Description of the task — Could you gather every line in the records below that contains the string "sticker", treating uppercase and lowercase as different?
>> Begin Records shown
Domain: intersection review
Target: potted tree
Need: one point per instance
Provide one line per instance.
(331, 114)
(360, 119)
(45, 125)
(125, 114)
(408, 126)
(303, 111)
>> End Records shown
>> Begin Records shown
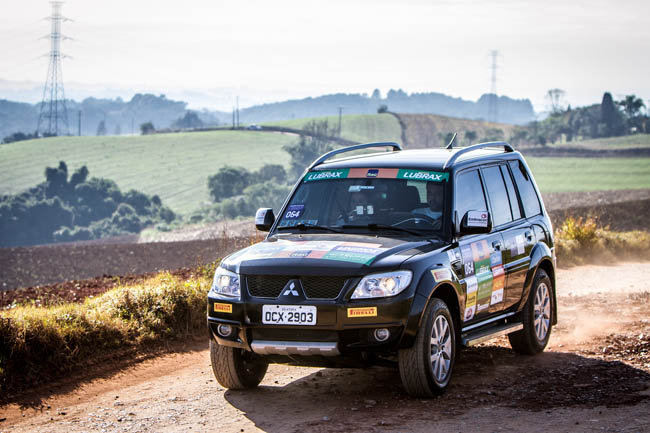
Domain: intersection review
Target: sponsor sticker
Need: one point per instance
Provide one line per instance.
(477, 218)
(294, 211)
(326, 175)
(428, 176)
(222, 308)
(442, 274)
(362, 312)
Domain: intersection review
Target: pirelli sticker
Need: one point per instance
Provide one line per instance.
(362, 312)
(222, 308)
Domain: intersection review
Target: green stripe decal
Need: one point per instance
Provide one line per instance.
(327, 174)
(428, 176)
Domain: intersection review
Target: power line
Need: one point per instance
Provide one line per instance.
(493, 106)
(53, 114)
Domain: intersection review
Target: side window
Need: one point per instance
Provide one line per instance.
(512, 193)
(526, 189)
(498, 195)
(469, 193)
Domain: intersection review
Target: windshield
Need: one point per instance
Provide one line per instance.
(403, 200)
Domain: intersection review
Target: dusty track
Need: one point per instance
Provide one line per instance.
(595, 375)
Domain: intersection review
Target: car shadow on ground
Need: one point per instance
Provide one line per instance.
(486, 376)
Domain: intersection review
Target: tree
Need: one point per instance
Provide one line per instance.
>> End Records shown
Expected answer —
Target: sponsor sticker
Target: pirelli sticker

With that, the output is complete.